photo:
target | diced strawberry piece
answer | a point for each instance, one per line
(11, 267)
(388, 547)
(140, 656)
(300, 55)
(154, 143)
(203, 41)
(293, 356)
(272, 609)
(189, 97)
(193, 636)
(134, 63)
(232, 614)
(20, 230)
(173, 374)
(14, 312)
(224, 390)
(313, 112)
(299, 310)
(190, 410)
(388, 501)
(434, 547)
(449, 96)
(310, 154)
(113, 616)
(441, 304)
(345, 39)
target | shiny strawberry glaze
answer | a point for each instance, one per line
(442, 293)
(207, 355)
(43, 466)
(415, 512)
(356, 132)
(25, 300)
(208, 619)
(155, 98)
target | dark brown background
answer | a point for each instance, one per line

— Work required —
The response must reproduce the whole listing exactly.

— Your response —
photo:
target | diced strawberry piece
answer | a point for each instance, one per line
(11, 267)
(388, 547)
(140, 656)
(300, 55)
(154, 143)
(203, 41)
(293, 356)
(272, 609)
(189, 97)
(193, 636)
(134, 63)
(232, 614)
(20, 230)
(173, 374)
(14, 312)
(224, 390)
(313, 112)
(299, 310)
(190, 410)
(388, 501)
(434, 547)
(449, 96)
(310, 154)
(113, 616)
(441, 304)
(345, 39)
target | shiny strawberry glaze
answer | a point for each instance, one per line
(442, 293)
(207, 355)
(43, 466)
(415, 512)
(356, 132)
(25, 300)
(208, 619)
(155, 98)
target | dark brown background
answer | a point for each instance, one per line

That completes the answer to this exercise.